▶ [TASK DIRECTIONS] Could you copy every one of the lines below word for word, without changing anything, and leave out the pictures?
━━━
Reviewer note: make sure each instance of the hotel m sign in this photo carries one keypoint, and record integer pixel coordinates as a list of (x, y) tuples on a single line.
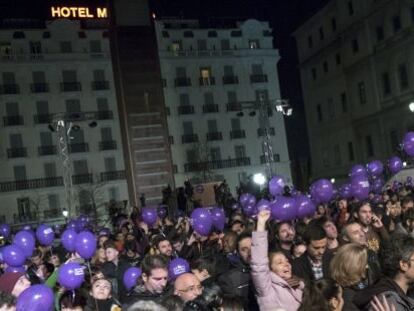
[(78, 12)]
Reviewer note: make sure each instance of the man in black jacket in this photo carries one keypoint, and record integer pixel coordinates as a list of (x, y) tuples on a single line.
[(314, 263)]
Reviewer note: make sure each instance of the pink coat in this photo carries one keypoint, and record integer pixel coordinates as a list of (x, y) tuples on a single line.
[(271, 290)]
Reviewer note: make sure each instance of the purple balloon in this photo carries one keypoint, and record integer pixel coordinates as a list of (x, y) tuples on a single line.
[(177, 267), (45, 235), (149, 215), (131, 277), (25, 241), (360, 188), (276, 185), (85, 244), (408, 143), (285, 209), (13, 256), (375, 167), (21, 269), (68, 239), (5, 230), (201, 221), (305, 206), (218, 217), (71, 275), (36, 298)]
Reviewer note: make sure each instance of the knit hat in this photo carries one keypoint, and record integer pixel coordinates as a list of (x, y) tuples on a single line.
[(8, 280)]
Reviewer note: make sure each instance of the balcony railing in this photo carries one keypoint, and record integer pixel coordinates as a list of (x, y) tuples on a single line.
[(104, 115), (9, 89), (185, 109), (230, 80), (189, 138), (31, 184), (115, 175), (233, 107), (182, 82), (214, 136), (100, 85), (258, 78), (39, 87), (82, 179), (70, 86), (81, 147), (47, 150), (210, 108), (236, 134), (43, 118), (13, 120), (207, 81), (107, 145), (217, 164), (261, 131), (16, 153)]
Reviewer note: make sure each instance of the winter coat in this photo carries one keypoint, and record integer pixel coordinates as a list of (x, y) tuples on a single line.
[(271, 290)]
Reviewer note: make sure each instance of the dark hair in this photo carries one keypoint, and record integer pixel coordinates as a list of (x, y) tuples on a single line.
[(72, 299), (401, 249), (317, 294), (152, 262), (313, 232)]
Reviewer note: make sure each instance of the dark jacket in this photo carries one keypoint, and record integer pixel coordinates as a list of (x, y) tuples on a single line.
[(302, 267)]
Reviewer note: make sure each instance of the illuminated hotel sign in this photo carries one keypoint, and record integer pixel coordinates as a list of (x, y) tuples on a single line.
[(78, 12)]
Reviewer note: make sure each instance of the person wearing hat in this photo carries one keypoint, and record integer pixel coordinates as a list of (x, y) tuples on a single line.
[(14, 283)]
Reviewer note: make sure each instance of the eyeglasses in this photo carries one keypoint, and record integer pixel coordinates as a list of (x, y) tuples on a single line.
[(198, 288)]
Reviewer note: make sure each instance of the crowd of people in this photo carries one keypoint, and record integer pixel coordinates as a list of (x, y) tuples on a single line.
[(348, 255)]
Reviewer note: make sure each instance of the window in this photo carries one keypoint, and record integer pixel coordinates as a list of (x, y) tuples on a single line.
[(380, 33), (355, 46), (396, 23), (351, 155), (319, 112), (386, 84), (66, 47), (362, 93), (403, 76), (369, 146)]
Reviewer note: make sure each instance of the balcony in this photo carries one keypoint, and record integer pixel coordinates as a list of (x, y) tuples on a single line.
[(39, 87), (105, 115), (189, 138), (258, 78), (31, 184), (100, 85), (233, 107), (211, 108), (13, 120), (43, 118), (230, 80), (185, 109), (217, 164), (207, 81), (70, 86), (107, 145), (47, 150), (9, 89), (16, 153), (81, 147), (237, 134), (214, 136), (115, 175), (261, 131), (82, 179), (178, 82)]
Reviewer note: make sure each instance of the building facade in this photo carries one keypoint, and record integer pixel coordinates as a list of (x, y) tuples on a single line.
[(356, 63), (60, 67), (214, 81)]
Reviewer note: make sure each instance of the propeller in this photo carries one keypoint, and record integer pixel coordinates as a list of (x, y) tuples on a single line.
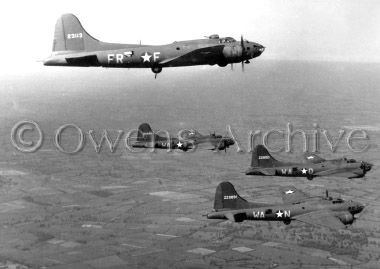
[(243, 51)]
━━━
▶ [RESULT FOR THIS TASK]
Reviewer note: make sure each instance of the hotel m sign in this photo carries one keypoint, and record integer pixel coordinates as a list of (x, y) tuples on a single line.
[(78, 12)]
Reviewer note: make sure each instance of the man in black jacket in this photo carries one keypoint, and record integer pixel coordinates as a list of (x, y) tuples on a single line.
[(314, 263)]
Reviewer note: make sure each instance of the pink coat in this photo carries one keypoint, and record integer pixel coordinates as a list of (x, y) tuples on a single line.
[(271, 290)]
Reviewer note: make sure each instance of the purple balloon in this photo carries one keypoint, and record integer pixel coordinates as a list of (x, y) tuples on a single line.
[(177, 267), (45, 235), (149, 215), (131, 277), (25, 241), (360, 188), (276, 185), (85, 244), (408, 143), (285, 209), (13, 256), (375, 167), (21, 269), (68, 239), (5, 230), (201, 221), (305, 206), (218, 217), (71, 275), (36, 298)]
Reviewer note: make sure each instance of the knit hat in this photo carries one keypoint, and record integer pixel coordinates as a list of (x, y) tuples on a single line.
[(8, 280)]
Reviewer note: make sure each instance of the balcony railing in this photo carries one keypoint, and record integer pixel coordinates as a list of (x, y) tuples on a single line.
[(104, 115), (9, 89), (185, 109), (230, 80), (189, 138), (31, 184), (115, 175), (233, 107), (182, 82), (214, 136), (100, 85), (258, 78), (39, 87), (82, 179), (70, 86), (81, 147), (47, 150), (210, 108), (236, 134), (43, 118), (13, 120), (207, 81), (107, 145), (217, 164), (261, 131), (16, 153)]
Reviewer note: make sure each instance of the winter coat in this photo carries one keypoint, and record integer pixel coordinates as a list of (x, y) tuples on a single line.
[(271, 290)]
Reviewer note: make sure each instance of the dark hair in this photo carries one keypoint, and record integer pixel coordinates as a list of (x, y) tuples on a single line.
[(72, 299), (401, 249), (317, 294), (152, 262), (313, 232)]
Reviewer note: make sure each instance of the dark jacket in this photo carries one keypoint, and record integer pixel coordinates as a list of (x, y) tuples on a single line.
[(302, 267)]
Reviewer note: make sure each instance of the illuminated hotel sign in this photo carries one keypoint, and record integer pixel coordinates as a list of (x, y) tuples on a single line.
[(78, 12)]
Reviewer note: make sure each instance of the person wearing hat in this photo carries one keypoint, and record integer pixel coordinates as a list of (x, y) tuples on a single line.
[(14, 283)]
Reviewer note: make sure each instance of the eyeglasses in this photo carries one keypoint, and record integer pixel coordinates as a list of (x, y) tuples on a single line.
[(198, 288)]
Reviewer note: make sure each instance of the crowd of people in this photo carries one keypoint, and record integer pixel coordinates as a list of (x, y) tuples on a single line.
[(348, 255)]
Reviewer note: make sure each instance of the window in this photo carries one keypoint, and record integer pixel coordinates as a list of (x, y) tuples on a single line.
[(380, 33), (355, 46), (396, 23), (351, 155), (319, 112), (386, 84), (66, 47), (362, 93), (403, 76), (369, 146)]
Reviewer note: make sure each instance of the balcony in this photo carries one keypoint, and record integer pixel coordinates as a list of (x, y) tuples on a single line.
[(39, 87), (105, 115), (189, 138), (258, 78), (31, 184), (100, 85), (233, 107), (211, 108), (13, 120), (43, 118), (230, 80), (185, 109), (217, 164), (207, 81), (70, 86), (107, 145), (47, 150), (9, 89), (16, 153), (81, 147), (237, 134), (214, 136), (115, 175), (261, 131), (82, 179), (178, 82)]
Reviewer note: make sure each instance of the building facade in this photo carries one keypoint, and record integer pixel coordinates as a list of (x, y) tuples on a single line.
[(356, 63), (60, 67), (214, 81)]
Reviewer note: make sure each instance of the propeller in this photo carries one keypoint, and record integer pixel coordinates as a list of (x, y) tuples on a single line.
[(243, 51)]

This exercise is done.